* **OBJECTIF**
Transformez en tableau Markdown à deux colonnes, « N° » et « Ligne », les lignes qui vont de celle contenant « Input query: street lamp post » jusqu'à la dernière, en numérotant chaque ligne et en omettant les lignes vides. N'incluez pas les images dans la réponse.

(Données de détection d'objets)
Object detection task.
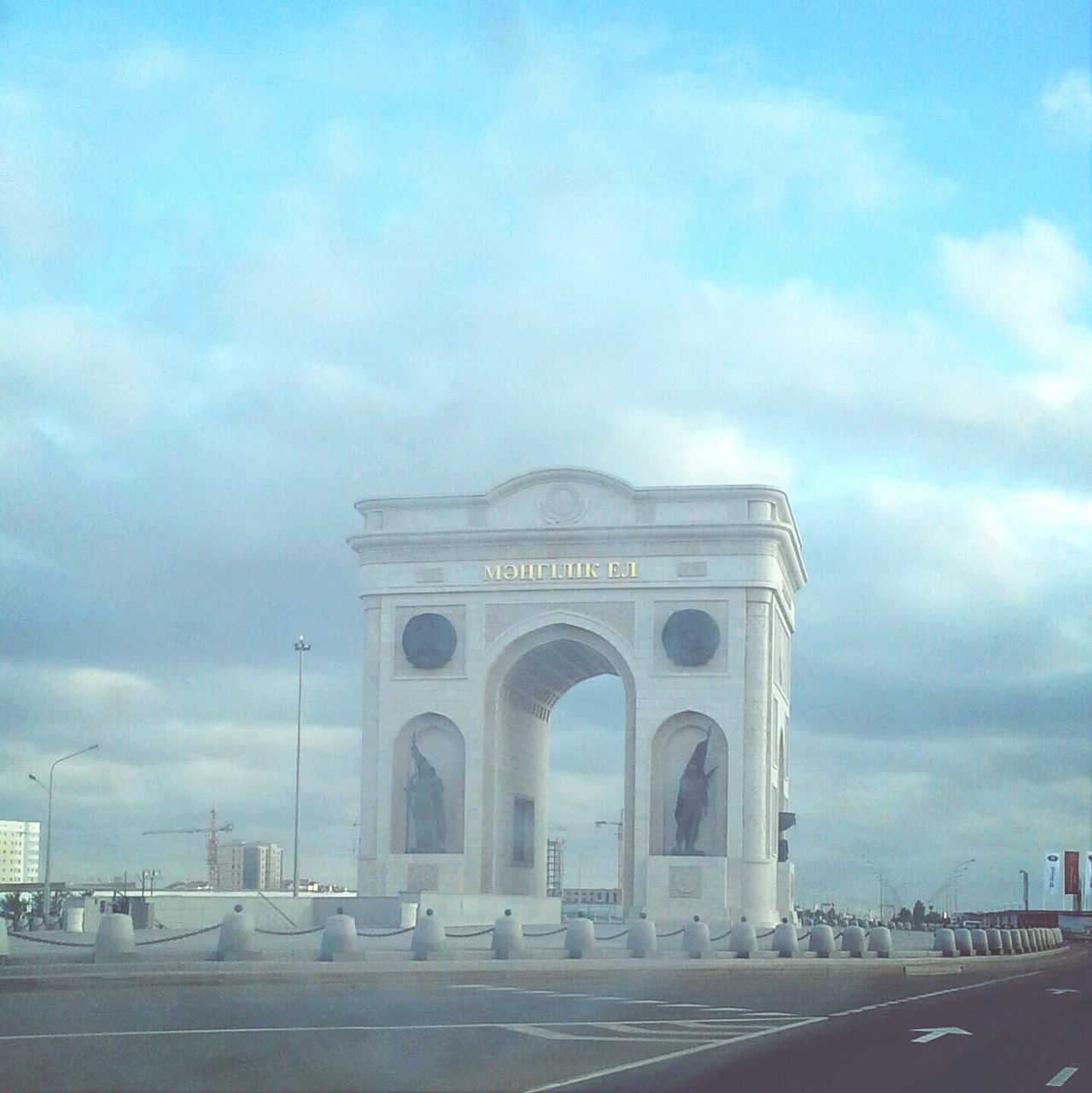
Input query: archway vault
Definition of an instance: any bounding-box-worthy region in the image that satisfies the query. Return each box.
[482,620,636,909]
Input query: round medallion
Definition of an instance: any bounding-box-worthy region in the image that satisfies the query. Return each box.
[402,612,456,668]
[539,485,588,523]
[662,608,721,668]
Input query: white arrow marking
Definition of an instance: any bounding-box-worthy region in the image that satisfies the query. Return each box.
[910,1028,972,1043]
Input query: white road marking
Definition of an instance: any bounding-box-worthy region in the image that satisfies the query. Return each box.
[910,1026,974,1043]
[827,972,1042,1018]
[523,1018,826,1093]
[1046,1067,1077,1086]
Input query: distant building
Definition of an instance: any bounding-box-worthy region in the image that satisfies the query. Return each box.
[0,820,42,885]
[216,839,282,891]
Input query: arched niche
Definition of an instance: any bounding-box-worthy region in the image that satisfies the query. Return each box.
[648,710,728,858]
[390,714,467,854]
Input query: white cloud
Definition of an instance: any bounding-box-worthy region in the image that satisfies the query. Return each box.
[939,219,1092,409]
[1040,69,1092,143]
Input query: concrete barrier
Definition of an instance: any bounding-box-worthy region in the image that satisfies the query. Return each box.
[728,915,759,960]
[868,926,891,959]
[772,918,800,957]
[216,903,261,961]
[95,915,137,964]
[682,915,713,960]
[932,926,959,956]
[842,926,865,956]
[808,926,834,957]
[493,907,523,960]
[625,912,656,957]
[318,907,364,964]
[565,916,596,960]
[410,907,447,960]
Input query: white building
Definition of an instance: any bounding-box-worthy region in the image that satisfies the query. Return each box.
[216,839,282,891]
[350,469,807,925]
[0,820,42,885]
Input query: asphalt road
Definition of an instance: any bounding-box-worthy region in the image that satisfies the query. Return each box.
[0,956,1092,1093]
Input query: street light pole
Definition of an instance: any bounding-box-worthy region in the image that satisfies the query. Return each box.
[30,745,98,929]
[292,634,311,897]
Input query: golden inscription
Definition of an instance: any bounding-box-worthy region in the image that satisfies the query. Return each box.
[483,561,637,582]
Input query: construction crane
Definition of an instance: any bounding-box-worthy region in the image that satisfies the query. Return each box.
[141,809,235,889]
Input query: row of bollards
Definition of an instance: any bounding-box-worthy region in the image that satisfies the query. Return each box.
[53,904,1062,963]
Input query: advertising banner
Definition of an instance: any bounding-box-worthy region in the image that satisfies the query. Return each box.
[1065,850,1081,895]
[1042,854,1061,910]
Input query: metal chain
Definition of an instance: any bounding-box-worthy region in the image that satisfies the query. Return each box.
[254,926,326,938]
[11,932,95,949]
[137,922,221,945]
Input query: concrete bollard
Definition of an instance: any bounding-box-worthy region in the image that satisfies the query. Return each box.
[625,912,656,957]
[410,907,447,960]
[842,926,865,956]
[216,903,261,961]
[868,926,891,959]
[728,915,759,960]
[932,926,958,956]
[318,907,364,964]
[95,915,137,964]
[772,918,800,956]
[493,907,523,960]
[565,915,596,960]
[682,915,713,960]
[808,926,834,957]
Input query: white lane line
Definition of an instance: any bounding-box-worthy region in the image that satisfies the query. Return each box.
[523,1018,826,1093]
[1046,1067,1077,1086]
[0,1018,778,1043]
[827,972,1042,1018]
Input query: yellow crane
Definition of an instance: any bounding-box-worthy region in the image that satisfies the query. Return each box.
[141,809,235,889]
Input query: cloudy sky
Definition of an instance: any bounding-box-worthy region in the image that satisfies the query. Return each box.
[0,0,1092,906]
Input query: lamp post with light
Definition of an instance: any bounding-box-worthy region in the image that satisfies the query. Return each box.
[30,745,98,929]
[292,634,311,897]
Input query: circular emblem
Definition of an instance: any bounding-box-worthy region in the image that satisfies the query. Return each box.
[539,485,588,523]
[402,612,456,668]
[660,608,721,668]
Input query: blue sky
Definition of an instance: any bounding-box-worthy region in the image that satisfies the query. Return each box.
[0,3,1092,903]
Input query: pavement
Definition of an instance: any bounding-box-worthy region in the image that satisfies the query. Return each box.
[0,935,1092,1093]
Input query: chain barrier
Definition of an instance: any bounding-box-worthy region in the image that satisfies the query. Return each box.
[254,926,326,938]
[137,922,219,945]
[11,932,95,949]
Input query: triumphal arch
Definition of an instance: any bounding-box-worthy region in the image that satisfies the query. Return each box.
[350,469,806,924]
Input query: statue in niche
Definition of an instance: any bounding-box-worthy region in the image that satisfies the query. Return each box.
[674,728,718,855]
[406,734,447,854]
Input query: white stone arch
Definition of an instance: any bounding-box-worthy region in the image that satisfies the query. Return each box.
[648,710,729,858]
[390,713,467,858]
[481,611,636,909]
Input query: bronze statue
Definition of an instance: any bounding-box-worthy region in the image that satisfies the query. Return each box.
[406,734,447,854]
[674,728,718,855]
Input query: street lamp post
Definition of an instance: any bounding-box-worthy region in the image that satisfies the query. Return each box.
[292,634,311,897]
[30,745,98,929]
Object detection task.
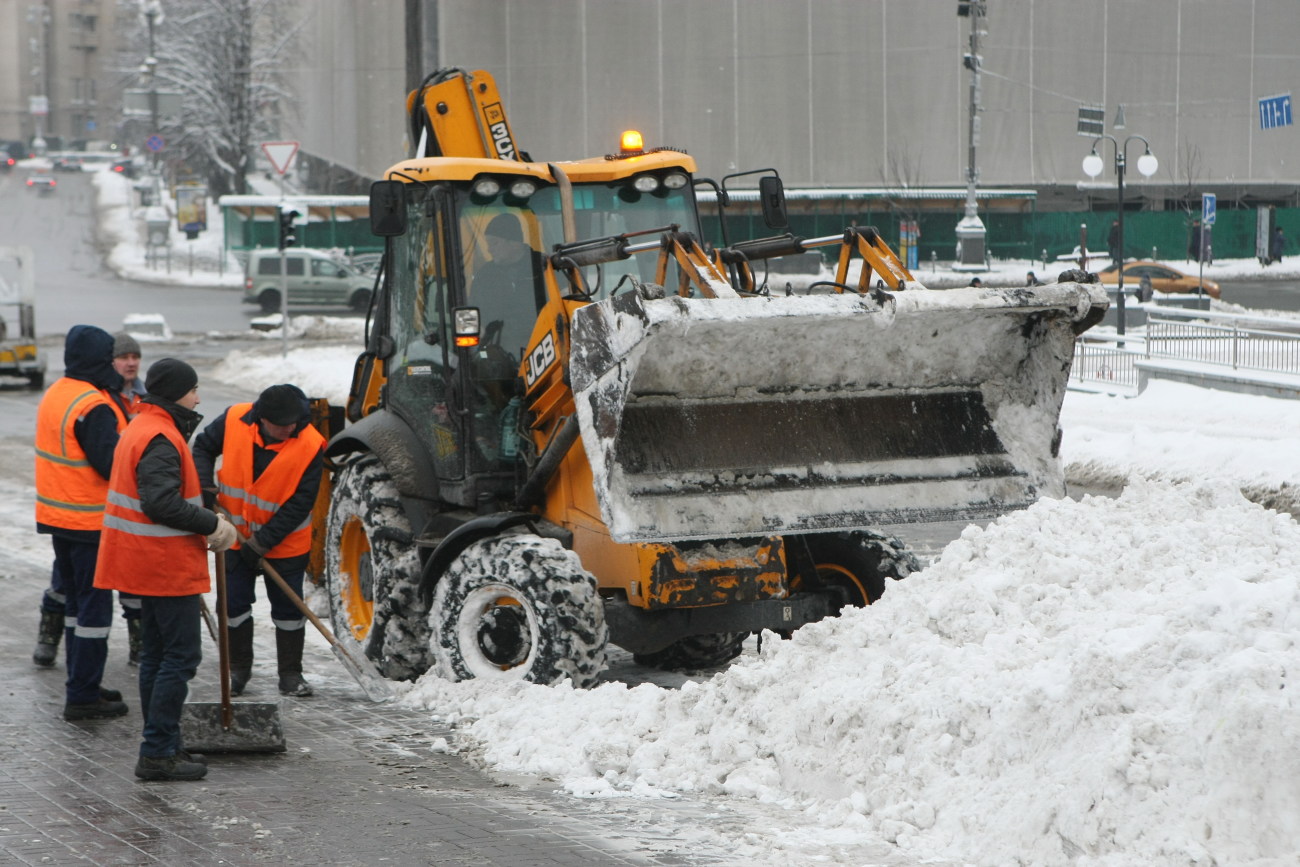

* **RÉPONSE CI-DESSOUS**
| N° | Ligne |
|---|---|
| 1 | Input query: street lamp post |
| 2 | Definition of an instance: any bounding-box-worthy region in the image that satisfies the query. Return each box. |
| 3 | [292,634,311,897] |
| 4 | [30,745,98,929] |
| 5 | Object detection task. |